● Source passage:
-----

Born in 1915 in a small village in West Bengal, S.N. De did not come from a family of elite scientists. He worked at the Nil Ratan Sircar (NRS) Medical College, Calcutta. While elite scientists were building rockets, De was working in a tiny, cramped lab with barely any ventilation. He did not have high-end sensors. He used his own intuition & rudimentary tools to study how certain invisible forces acted on human cells.

S.N. De solved the mystery of Cholera, but in a way that was pure Fluid Physics & Biophysics. For a century, the world thought Cholera was a blood infection. In 1959, in his tiny lab, De proved it was a toxin that attacked the fluid-transport mechanisms of the gut. He discovered the Cholera Toxin (CT). He demonstrated how the toxin created a pump that sucked water out of cells, a masterclass in osmotic pressure & molecular transport.

This discovery is the direct reason why ORS (Oral Rehydration Salt) exists. If we/anyone we know has ever been saved by a packet of ORS, we owe our life to S.N. De.

In 1954, Nobel Laureate Joshua Lederberg wrote to the Nobel Committee saying that S.N. De’s work was worthy of the prize. He was nominated multiple times, but like many Indian scientists, he was a Ghost in a colony. The prize never came.

In 1978, the Nobel Foundation organized a symposium on Cholera. They realized the man who started it all, S.N. De, was still alive in Calcutta. They invited him, & he arrived at the high-end gala in a simple suit, looking like a retired clerk.

He was a man of aggressive humility. He lived in a small house, traveled by local buses, & never sought patents for his discovery. He wanted the Signal (the cure) to be free for the world. His own family knew him as a dedicated doc who went to the lab every day. They had no idea that Nobel Prize winners in Europe & America were referencing his 1959 paper as 1 of the most important scientific documents of the 20th century.

-----

● Source data:
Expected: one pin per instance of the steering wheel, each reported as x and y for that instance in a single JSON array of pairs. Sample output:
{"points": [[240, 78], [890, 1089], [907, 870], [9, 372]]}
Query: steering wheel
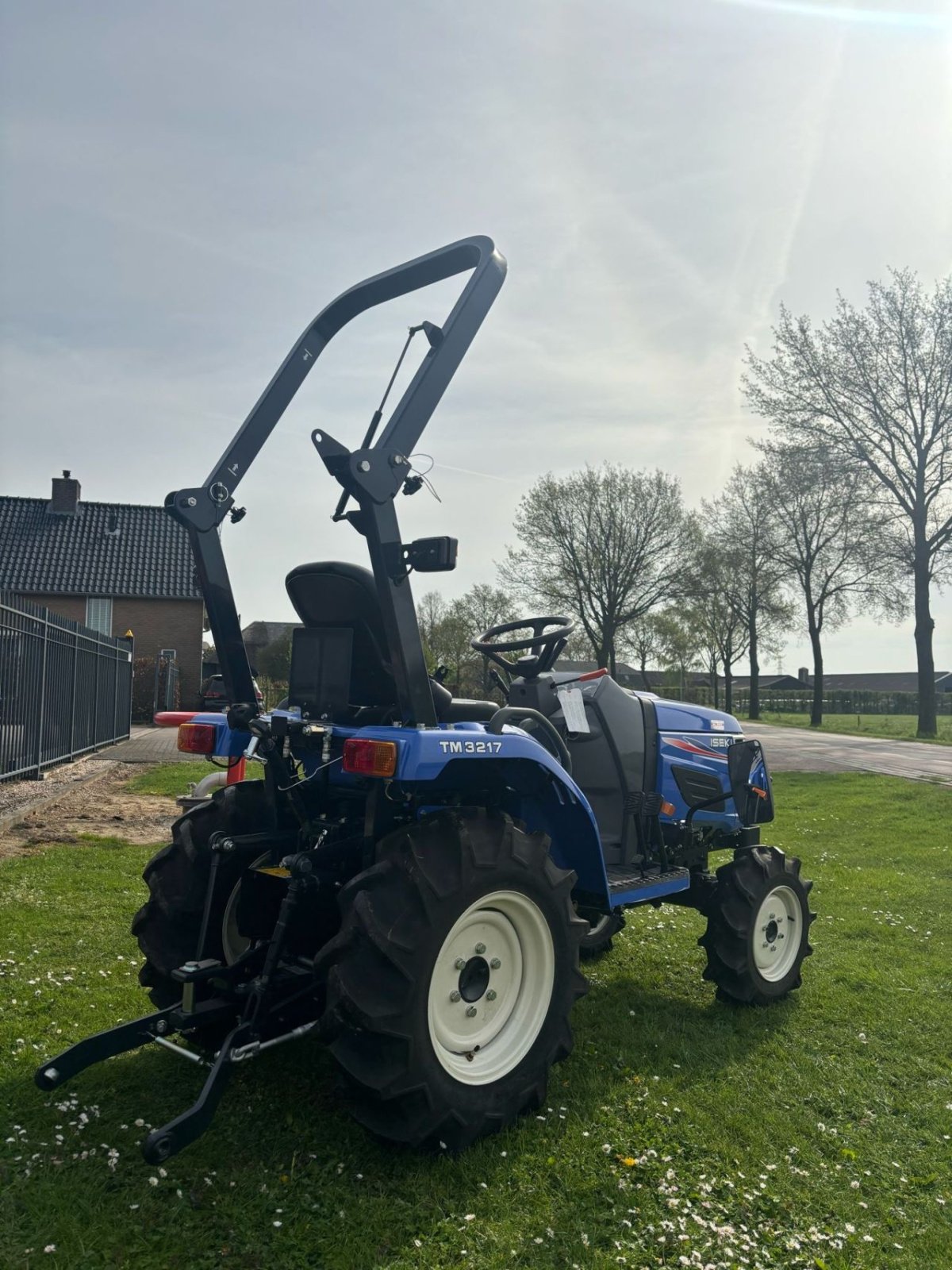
{"points": [[543, 648]]}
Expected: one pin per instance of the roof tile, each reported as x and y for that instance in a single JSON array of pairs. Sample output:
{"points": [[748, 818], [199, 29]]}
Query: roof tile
{"points": [[146, 554]]}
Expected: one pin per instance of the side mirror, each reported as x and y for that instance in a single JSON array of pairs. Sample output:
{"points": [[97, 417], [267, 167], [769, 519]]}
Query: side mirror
{"points": [[750, 781]]}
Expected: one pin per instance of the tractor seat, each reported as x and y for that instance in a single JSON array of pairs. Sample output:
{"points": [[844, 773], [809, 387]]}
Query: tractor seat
{"points": [[451, 709], [336, 595]]}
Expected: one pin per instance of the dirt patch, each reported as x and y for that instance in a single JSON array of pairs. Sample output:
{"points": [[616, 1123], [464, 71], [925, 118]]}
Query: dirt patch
{"points": [[98, 806]]}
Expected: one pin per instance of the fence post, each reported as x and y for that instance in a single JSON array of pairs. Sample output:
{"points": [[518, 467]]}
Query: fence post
{"points": [[42, 694], [75, 679]]}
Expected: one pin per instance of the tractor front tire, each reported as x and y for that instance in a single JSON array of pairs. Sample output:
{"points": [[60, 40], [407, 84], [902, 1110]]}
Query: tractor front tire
{"points": [[171, 921], [758, 927], [452, 979], [602, 929]]}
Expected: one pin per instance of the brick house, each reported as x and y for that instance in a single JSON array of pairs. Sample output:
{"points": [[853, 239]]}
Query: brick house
{"points": [[113, 567]]}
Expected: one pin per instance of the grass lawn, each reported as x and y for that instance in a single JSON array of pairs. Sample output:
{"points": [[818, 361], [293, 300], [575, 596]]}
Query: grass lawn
{"points": [[681, 1132], [175, 779], [892, 727]]}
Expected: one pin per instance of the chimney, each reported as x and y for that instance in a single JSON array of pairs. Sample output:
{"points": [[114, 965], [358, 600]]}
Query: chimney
{"points": [[65, 499]]}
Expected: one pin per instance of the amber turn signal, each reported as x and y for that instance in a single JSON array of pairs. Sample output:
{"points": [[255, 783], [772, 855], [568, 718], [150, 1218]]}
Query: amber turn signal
{"points": [[370, 757]]}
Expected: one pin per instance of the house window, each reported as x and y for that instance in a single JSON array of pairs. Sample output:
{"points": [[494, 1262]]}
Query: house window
{"points": [[99, 614]]}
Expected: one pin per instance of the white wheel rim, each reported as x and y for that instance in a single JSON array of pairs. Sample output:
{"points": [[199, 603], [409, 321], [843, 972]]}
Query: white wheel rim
{"points": [[777, 933], [486, 1018], [232, 941]]}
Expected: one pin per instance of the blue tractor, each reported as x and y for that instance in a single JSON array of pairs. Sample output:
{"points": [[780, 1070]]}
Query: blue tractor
{"points": [[416, 876]]}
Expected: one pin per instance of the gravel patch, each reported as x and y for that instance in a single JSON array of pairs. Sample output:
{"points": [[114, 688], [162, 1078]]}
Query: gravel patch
{"points": [[93, 800]]}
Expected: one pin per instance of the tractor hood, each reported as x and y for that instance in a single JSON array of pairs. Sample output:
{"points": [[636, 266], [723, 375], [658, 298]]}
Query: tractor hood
{"points": [[685, 717]]}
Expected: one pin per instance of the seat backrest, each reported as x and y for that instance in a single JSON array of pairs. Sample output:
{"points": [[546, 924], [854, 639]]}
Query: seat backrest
{"points": [[333, 594]]}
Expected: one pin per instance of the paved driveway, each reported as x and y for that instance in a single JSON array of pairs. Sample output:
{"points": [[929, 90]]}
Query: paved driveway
{"points": [[793, 749], [148, 746]]}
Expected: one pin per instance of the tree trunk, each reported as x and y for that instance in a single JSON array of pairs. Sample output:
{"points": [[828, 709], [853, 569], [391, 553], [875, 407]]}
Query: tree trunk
{"points": [[643, 664], [816, 705], [924, 625], [754, 711]]}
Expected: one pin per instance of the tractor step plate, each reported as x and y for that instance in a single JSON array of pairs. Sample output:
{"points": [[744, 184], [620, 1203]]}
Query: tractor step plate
{"points": [[628, 887]]}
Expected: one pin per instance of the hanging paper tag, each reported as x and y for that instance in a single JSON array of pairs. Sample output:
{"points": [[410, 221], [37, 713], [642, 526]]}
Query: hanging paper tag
{"points": [[574, 709]]}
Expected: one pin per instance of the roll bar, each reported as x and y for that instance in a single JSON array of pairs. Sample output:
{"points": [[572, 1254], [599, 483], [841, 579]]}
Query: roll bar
{"points": [[202, 510]]}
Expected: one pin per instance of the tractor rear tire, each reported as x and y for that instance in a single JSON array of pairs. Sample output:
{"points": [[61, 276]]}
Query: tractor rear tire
{"points": [[602, 929], [169, 922], [438, 1045], [758, 927]]}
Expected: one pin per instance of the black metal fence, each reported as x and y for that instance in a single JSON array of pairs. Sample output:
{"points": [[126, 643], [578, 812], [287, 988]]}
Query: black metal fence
{"points": [[65, 690]]}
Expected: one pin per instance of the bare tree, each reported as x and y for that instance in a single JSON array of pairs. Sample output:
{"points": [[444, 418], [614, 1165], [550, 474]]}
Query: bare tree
{"points": [[603, 544], [752, 575], [447, 630], [831, 540], [679, 641], [641, 641], [484, 606], [877, 385], [723, 629]]}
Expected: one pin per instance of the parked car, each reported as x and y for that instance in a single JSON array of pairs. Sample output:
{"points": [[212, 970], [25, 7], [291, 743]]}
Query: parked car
{"points": [[213, 695]]}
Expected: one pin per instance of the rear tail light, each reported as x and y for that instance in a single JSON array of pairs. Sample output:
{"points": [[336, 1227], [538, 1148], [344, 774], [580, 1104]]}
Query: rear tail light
{"points": [[197, 738], [370, 757]]}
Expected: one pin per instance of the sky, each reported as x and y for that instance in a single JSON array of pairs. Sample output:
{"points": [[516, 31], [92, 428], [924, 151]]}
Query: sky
{"points": [[186, 186]]}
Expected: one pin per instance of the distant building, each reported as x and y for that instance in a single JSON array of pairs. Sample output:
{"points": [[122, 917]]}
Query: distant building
{"points": [[113, 567], [768, 683], [876, 681], [259, 635]]}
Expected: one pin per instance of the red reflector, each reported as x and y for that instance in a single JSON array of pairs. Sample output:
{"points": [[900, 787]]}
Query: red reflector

-----

● Work request A:
Duplicate the passage on S.N. De starting with "This discovery is" and going on through "to S.N. De.".
● Work request B:
Using the passage on S.N. De, decide whether each statement agrees with it, and quote the words that settle each one: (i) De worked at a medical college in Calcutta. (ii) De sought patents for his discovery. (iii) The Nobel Foundation held a symposium on Cholera in 1978.

● Reply A:
This discovery is the direct reason why ORS (Oral Rehydration Salt) exists. If we/anyone we know has ever been saved by a packet of ORS, we owe our life to S.N. De.

● Reply B:
(i) Yes: "He worked at the Nil Ratan Sircar (NRS) Medical College, Calcutta."
(ii) No: "never sought patents for his discovery."
(iii) Yes: "In 1978, the Nobel Foundation organized a symposium on Cholera."